>>>

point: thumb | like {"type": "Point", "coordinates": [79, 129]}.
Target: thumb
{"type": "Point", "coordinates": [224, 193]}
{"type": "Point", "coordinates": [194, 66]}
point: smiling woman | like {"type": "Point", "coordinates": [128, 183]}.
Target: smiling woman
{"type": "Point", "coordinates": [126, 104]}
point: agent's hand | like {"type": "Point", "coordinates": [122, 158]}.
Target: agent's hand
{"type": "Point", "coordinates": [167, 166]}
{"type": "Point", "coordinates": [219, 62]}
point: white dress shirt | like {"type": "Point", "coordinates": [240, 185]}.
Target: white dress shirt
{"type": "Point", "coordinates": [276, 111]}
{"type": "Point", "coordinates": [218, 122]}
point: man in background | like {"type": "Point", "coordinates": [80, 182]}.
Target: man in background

<<<
>>>

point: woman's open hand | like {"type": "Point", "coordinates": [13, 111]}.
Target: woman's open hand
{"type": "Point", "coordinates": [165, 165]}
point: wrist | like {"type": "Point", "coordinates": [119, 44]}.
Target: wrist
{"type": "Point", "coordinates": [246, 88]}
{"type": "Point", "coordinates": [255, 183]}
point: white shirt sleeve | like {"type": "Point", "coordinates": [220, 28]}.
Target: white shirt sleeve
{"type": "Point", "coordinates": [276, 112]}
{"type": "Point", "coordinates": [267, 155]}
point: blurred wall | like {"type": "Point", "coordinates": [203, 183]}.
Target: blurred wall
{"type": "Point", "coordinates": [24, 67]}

<<<
>>>

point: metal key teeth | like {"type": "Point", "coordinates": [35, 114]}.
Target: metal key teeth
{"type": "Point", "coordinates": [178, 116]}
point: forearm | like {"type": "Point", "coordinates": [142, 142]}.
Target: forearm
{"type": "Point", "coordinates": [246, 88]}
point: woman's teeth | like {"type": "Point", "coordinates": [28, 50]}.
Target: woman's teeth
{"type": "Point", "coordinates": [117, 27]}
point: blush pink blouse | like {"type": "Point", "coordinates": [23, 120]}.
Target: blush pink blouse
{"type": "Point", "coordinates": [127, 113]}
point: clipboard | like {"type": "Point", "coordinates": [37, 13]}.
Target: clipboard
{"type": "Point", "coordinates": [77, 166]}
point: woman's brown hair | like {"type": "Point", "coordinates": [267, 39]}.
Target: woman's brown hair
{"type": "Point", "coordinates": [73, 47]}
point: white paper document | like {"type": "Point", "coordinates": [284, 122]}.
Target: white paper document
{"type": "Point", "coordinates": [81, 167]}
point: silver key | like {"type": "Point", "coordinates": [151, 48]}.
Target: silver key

<<<

ACTIVITY = Scan the listing for the string "silver". Copy each line that has it.

SOLUTION TO THIS PROBLEM =
point: silver key | like {"type": "Point", "coordinates": [151, 48]}.
Target: silver key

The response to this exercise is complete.